**Given text:**
Monday, November 17, 2014

China Aid founder and president, Bob Fu, accompanied Zhu
Ang, center, during an interview with Radio Free Asia reporter
Ms. Zhang Min. (Photo: China Aid)
China Aid Association

(Washington—Nov. 17, 2014) In late October, China Aid helped Zhu Ang, the son of the imprisoned pro-democracy advocate Zhu Yufu, travel to the United States to attend leadership training and visit family members living in the U.S. Zhu Ang’s father, Zhu Yufu, is a member of the China 18 campaign and is serving a seven-year sentence for writing a poem on democracy. 

In October 2013, China Aid helped facilitate Dr. Devra Marcus and Vice President of China Aid Kody Kness’ travel to China in an attempt to visit Zhu Yufu in prison and request that he be able to receive a medical examination as Zhu’s health was deteriorating, including exacerbating heart complications. Unfortunately, Marcus and Kness’ requests to visit Zhu Yufu and arrange for a medical examination were denied.

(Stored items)

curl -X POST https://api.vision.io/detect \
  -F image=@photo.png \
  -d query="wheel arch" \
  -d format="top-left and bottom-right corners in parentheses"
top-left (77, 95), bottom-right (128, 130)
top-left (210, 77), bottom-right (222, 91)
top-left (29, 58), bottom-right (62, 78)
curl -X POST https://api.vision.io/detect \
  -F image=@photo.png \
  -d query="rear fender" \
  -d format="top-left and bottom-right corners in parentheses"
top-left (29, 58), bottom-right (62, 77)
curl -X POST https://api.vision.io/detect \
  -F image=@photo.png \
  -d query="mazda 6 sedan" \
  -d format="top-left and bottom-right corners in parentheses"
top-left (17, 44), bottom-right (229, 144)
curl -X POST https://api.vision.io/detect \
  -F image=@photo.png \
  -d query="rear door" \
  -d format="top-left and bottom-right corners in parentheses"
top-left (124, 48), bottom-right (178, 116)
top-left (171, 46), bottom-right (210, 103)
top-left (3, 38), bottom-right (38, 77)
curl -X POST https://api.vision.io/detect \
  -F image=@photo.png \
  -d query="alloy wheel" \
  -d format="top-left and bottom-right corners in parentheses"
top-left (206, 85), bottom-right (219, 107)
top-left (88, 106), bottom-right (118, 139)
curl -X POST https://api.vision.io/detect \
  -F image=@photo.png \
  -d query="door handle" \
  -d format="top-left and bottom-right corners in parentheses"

**Things to do:**
1. According to the China Aid report, what sentence is Zhu Yufu serving, and for what?
2. Transcribe the China Aid report, beginning at the words "(Washington—Nov. 17, 2014)" and stopping after "examination were denied.".

**Answers to the problems:**
1. He is serving a seven-year sentence for writing a poem on democracy.

2.
(Washington—Nov. 17, 2014) In late October, China Aid helped Zhu Ang, the son of the imprisoned pro-democracy advocate Zhu Yufu, travel to the United States to attend leadership training and visit family members living in the U.S. Zhu Ang’s father, Zhu Yufu, is a member of the China 18 campaign and is serving a seven-year sentence for writing a poem on democracy. 

In October 2013, China Aid helped facilitate Dr. Devra Marcus and Vice President of China Aid Kody Kness’ travel to China in an attempt to visit Zhu Yufu in prison and request that he be able to receive a medical examination as Zhu’s health was deteriorating, including exacerbating heart complications. Unfortunately, Marcus and Kness’ requests to visit Zhu Yufu and arrange for a medical examination were denied.